Sarcoidosis is a disease that affects the lungs, eyes, lymph nodes and skin. The disease produces and grows tiny groupings of inflammatory cells within these various areas of the body. Most experts believe that sarcoidosis is an immune-related condition. Most often, treatment will not be necessary because if the case is mild, it will go away on its own. If symptoms do arise, there are medications that can help.
It is believed that sarcoidosis is caused when an unknown element (such as a toxin, pathogen or drug) enters the immune system causing it to overact. In most individuals, the immune system is in place to help protect the body from these invading substances, but when someone has sarcoidosis, the immune system is triggered and responds aggressively with inflammation.
Signs and symptoms of sarcoidosis will vary from person to person. Some symptoms will be very mild if present at all. In other cases, a persistent cough, feeling of fatigue, weight loss, a rash on the face, arms or buttocks and shortness of breath can be present. Symptoms may come and go over the course of time. In some cases, arthritis will develop around the joints causing pain in areas where a thin area of skin exists (i.e. the elbow, shin, ankle). If this prompts one to see a doctor, the condition of sarcoidosis can be diagnosed.

INFORMATION —

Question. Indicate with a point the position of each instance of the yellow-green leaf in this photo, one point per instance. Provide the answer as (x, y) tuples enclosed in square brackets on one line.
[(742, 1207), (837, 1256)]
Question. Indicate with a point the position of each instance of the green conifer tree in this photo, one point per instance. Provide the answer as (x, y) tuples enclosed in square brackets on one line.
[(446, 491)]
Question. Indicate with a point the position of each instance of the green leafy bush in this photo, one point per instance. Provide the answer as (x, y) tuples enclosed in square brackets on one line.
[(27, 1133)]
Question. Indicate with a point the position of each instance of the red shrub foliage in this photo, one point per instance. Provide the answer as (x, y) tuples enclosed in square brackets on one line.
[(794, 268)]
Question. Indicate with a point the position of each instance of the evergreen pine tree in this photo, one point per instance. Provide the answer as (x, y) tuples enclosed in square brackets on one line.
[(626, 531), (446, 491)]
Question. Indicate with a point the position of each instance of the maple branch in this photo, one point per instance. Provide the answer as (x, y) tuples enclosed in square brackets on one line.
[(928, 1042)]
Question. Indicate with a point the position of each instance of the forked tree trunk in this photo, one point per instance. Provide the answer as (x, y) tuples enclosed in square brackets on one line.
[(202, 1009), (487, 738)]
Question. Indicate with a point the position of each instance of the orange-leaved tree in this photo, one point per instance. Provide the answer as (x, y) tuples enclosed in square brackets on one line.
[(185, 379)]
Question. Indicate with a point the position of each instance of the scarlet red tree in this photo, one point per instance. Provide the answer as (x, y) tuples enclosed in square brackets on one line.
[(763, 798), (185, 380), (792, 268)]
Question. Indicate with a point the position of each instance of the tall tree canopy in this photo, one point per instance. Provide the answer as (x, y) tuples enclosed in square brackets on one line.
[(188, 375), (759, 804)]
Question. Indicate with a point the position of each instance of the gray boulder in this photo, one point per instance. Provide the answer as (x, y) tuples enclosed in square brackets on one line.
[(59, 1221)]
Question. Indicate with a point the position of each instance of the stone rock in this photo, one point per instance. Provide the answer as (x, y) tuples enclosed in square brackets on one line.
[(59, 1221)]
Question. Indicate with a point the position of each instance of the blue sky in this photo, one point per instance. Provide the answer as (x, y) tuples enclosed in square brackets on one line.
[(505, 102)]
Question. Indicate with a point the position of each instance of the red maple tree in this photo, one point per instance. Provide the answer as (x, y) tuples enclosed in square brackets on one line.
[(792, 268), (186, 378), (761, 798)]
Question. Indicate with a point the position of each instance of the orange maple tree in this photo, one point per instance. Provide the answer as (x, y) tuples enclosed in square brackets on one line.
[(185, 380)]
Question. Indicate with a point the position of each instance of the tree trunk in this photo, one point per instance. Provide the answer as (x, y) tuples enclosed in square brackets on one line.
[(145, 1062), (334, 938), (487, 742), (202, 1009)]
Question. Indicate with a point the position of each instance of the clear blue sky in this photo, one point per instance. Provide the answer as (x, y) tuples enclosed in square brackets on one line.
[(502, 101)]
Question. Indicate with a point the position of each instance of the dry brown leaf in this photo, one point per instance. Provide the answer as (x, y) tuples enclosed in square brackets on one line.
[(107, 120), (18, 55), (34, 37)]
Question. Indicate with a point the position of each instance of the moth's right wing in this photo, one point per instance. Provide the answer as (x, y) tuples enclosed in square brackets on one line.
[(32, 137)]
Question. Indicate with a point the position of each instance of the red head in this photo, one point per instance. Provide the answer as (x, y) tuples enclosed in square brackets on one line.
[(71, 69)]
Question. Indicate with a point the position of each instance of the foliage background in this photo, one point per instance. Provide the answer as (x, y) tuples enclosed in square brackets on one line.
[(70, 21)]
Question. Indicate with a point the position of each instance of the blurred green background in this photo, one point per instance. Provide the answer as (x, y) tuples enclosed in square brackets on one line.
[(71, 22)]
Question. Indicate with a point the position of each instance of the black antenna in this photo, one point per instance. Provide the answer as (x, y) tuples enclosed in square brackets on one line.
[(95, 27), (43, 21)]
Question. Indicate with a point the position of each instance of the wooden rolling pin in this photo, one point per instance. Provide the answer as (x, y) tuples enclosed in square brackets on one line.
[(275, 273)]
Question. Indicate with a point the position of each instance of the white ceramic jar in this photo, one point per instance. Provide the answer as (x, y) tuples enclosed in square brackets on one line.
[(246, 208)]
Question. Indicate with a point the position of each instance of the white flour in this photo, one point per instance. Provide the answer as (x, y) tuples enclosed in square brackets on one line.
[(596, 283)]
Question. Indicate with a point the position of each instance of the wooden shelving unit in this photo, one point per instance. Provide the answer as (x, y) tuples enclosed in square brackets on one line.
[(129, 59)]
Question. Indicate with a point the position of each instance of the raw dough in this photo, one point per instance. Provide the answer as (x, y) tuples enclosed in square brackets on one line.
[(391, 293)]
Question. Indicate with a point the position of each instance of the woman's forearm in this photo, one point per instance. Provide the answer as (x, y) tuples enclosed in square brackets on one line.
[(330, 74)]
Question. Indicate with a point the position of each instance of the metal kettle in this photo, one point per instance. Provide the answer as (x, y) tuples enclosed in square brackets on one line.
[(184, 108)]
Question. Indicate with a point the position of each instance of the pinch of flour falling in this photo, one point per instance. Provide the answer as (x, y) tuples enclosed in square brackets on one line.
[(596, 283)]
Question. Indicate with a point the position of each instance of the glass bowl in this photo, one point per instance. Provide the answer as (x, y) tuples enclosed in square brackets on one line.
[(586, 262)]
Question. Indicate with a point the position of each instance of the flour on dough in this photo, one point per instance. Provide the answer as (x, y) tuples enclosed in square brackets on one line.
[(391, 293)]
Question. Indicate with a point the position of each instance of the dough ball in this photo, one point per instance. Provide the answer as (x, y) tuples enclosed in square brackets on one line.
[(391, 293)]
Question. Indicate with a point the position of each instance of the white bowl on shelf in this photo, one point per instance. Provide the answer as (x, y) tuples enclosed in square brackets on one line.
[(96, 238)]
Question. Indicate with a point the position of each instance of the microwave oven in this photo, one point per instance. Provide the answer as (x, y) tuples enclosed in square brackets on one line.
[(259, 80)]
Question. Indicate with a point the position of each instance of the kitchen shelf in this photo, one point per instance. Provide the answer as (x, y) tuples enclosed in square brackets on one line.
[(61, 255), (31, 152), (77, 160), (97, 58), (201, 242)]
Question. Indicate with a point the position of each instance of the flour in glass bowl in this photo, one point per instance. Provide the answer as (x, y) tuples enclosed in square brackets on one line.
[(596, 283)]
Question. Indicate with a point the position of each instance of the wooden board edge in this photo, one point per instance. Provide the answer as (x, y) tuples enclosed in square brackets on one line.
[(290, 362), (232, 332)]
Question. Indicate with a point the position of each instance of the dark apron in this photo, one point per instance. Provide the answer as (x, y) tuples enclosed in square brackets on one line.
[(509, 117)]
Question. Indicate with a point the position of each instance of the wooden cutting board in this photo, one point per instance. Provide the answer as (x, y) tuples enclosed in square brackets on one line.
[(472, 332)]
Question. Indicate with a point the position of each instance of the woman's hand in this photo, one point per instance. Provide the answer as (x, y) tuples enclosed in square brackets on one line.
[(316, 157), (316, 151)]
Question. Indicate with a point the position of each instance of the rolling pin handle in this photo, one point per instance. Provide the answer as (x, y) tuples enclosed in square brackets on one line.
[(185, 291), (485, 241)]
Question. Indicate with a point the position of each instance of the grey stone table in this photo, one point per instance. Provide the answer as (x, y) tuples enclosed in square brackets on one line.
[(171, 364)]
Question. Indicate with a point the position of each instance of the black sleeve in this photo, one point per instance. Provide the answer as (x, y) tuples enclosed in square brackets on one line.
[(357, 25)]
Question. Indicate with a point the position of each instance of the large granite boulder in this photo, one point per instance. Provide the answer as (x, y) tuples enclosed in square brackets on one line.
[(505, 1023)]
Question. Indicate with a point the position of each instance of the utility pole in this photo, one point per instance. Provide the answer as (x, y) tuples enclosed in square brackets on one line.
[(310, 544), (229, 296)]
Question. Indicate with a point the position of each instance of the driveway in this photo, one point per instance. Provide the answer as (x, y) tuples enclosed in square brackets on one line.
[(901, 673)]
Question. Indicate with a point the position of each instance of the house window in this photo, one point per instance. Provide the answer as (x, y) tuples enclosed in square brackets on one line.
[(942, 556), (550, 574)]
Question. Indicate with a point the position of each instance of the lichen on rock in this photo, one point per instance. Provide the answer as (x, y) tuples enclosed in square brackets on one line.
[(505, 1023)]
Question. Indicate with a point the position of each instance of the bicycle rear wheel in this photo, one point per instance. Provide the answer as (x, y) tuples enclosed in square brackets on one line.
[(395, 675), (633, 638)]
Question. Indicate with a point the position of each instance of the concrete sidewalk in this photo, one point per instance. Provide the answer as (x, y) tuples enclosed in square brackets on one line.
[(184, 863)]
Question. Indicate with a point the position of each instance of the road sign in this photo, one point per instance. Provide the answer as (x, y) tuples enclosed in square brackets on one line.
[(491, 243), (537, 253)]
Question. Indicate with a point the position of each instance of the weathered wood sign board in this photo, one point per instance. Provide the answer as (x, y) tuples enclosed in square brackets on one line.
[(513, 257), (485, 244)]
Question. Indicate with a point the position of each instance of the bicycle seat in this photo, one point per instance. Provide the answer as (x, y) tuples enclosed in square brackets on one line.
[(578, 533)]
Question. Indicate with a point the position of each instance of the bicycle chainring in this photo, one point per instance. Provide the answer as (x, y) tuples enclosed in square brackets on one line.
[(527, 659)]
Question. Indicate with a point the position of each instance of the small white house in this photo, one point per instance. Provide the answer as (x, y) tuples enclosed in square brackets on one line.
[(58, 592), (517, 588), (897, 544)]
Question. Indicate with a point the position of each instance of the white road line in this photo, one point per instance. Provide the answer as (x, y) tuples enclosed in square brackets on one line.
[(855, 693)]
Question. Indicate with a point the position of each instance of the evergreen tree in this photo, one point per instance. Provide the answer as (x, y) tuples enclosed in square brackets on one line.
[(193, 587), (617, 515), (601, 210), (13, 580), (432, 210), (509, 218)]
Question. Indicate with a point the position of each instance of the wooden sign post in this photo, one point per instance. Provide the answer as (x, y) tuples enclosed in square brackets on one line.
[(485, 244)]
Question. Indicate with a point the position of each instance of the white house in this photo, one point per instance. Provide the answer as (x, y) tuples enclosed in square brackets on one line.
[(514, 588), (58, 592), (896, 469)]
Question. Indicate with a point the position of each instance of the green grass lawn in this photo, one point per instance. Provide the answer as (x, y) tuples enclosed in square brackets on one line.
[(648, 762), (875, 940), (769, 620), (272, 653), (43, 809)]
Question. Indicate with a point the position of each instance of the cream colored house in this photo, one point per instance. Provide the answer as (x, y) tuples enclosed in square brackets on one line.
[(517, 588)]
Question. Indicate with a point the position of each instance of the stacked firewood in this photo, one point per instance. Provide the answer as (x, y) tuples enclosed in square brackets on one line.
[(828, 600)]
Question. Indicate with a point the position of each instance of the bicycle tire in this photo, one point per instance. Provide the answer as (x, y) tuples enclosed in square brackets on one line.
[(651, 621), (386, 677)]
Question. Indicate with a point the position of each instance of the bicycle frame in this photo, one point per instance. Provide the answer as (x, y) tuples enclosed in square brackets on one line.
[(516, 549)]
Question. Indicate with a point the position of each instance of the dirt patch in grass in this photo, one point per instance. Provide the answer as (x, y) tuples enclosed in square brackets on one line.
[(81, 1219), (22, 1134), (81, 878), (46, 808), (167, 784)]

TO DO — Output the exact wording of the sarcoidosis text, from "Signs and symptoms" up to and including "can be diagnosed.".

ANSWER —
Signs and symptoms of sarcoidosis will vary from person to person. Some symptoms will be very mild if present at all. In other cases, a persistent cough, feeling of fatigue, weight loss, a rash on the face, arms or buttocks and shortness of breath can be present. Symptoms may come and go over the course of time. In some cases, arthritis will develop around the joints causing pain in areas where a thin area of skin exists (i.e. the elbow, shin, ankle). If this prompts one to see a doctor, the condition of sarcoidosis can be diagnosed.